Problem statement: Reproduce word for word the part of the mindfulness passage starting at "Instead, eat it" and ending at "of our lives.".

Excerpt provided:
You’ll have heard the term mindfulness being thrown around a fair bit lately.
In the plugged-in, fast paced, overwhelming world we live in it, is the practise we’re told to call on to reconnect to ourselves and the moment we are in.
Though, as with any buzzword, the true meaning of the term is quickly diluted the more it's used and misused. We’re looking at you, ‘paleo’.
For those who aren't across it, mindfulness is the seemingly simple act of ‘living in the moment’. For example, if you're eating your lunch, don't scoff it down at your desk while scrolling Instagram on your phone and surfing Facebook on your desktop.
Instead, eat it away from your desk, focusing on the meal and nothing else -- enjoying the textures, flavours and the overall ‘ritual’ of eating said meal. You’ll feel more satisfied by doing this and you’ll be less likely to reach for snacks shortly after because your brain has been allowed the privilege of properly registering the meal.
The same practise should be applied to all parts of our lives.

(Stored items)
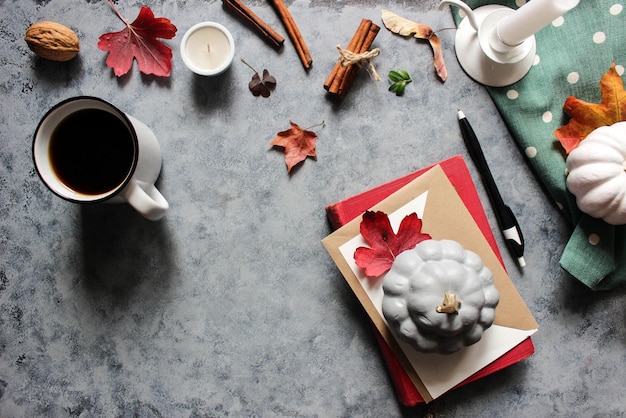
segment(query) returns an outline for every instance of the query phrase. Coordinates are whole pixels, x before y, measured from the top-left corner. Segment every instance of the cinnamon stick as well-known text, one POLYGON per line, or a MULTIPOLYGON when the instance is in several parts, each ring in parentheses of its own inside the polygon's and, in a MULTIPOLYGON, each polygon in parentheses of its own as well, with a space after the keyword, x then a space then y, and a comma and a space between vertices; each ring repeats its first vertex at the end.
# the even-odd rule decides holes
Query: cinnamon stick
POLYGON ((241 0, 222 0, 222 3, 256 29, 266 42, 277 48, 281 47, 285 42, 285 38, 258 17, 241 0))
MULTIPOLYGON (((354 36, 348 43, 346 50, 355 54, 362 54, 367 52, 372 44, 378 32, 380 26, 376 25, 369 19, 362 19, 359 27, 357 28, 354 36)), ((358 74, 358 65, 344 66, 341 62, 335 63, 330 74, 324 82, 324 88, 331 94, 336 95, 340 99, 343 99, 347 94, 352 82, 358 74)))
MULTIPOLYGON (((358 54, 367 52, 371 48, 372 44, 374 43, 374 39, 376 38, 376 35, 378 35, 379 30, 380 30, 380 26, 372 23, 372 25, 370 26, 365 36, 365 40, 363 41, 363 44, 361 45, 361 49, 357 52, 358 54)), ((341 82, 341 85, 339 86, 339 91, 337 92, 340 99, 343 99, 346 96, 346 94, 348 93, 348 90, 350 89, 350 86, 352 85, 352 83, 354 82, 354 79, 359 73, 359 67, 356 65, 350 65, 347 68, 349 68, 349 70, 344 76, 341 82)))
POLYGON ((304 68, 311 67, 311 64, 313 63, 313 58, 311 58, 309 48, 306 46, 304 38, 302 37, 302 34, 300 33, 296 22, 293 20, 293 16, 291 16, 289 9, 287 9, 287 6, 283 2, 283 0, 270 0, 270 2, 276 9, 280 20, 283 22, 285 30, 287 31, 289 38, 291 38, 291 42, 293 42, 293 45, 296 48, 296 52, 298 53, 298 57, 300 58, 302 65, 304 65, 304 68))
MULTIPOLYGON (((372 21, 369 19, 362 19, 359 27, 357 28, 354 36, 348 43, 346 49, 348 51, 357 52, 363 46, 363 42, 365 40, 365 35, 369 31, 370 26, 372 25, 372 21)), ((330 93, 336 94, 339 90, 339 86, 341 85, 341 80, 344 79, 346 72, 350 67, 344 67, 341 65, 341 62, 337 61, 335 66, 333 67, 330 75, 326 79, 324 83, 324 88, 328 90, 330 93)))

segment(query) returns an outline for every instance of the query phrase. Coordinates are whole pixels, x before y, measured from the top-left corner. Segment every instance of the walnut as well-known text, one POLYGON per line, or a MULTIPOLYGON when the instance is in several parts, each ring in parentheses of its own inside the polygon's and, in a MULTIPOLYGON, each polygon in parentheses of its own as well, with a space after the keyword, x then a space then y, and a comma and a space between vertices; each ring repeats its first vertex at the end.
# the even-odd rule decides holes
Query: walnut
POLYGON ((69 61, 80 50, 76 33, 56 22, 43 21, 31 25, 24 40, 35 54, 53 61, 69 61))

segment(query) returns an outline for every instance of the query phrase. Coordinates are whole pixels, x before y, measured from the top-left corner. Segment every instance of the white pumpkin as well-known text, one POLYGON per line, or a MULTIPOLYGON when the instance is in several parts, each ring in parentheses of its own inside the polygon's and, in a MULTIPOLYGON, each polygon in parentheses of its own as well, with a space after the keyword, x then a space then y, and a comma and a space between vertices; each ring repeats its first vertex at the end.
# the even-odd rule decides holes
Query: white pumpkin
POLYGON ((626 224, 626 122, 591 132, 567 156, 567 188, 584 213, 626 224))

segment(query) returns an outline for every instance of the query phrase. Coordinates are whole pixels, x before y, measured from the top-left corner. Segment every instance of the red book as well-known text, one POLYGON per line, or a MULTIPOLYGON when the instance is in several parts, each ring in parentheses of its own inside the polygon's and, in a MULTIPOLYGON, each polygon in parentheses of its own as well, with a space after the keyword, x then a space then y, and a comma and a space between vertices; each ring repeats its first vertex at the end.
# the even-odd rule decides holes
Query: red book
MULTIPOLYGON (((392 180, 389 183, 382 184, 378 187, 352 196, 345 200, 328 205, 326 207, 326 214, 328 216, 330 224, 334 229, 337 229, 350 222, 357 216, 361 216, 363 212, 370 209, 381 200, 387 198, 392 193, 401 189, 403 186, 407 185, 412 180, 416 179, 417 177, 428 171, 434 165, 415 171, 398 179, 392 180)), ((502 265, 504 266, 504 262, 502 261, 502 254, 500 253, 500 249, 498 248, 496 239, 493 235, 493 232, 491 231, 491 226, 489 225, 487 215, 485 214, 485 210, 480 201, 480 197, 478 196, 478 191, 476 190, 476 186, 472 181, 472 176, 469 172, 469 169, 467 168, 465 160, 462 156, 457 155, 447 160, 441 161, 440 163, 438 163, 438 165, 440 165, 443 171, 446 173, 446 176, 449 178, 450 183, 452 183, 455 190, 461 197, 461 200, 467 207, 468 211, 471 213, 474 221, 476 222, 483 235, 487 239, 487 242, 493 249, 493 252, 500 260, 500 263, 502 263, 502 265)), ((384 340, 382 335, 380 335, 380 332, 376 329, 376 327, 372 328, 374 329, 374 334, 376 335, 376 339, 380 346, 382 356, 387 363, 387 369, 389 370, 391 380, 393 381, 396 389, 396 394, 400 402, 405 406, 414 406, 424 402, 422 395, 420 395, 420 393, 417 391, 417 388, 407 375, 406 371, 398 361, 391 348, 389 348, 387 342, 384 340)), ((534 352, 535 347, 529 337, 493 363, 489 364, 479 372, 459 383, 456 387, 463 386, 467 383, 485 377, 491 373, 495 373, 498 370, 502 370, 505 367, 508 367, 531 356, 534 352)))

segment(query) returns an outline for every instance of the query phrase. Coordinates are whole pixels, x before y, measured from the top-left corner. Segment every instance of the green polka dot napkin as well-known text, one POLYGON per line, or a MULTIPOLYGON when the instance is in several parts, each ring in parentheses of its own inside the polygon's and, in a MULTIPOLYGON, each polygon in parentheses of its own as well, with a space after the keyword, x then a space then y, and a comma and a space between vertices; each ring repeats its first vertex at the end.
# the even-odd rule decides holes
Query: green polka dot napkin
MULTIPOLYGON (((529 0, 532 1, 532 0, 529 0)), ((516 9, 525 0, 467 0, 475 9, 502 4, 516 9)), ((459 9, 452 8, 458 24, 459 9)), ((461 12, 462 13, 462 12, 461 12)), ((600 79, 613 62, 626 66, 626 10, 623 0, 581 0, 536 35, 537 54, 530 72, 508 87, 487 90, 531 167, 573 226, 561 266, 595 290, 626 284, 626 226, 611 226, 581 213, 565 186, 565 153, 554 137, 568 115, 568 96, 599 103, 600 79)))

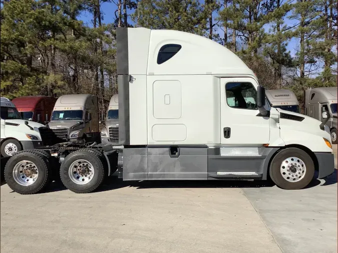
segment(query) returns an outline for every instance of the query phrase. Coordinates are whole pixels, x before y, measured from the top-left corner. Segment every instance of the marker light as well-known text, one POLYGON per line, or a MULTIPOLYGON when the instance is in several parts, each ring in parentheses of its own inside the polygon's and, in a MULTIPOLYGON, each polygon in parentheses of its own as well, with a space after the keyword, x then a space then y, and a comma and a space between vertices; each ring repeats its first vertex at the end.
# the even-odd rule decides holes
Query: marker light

Final answer:
Instead, eat it away from your desk, focusing on the meal and nothing else -- enjoying the textures, flavours and the overall ‘ritual’ of eating said meal. You’ll feel more satisfied by doing this and you’ll be less likely to reach for snacks shortly after because your brain has been allowed the privilege of properly registering the meal.
The same practise should be applied to all parts of our lives.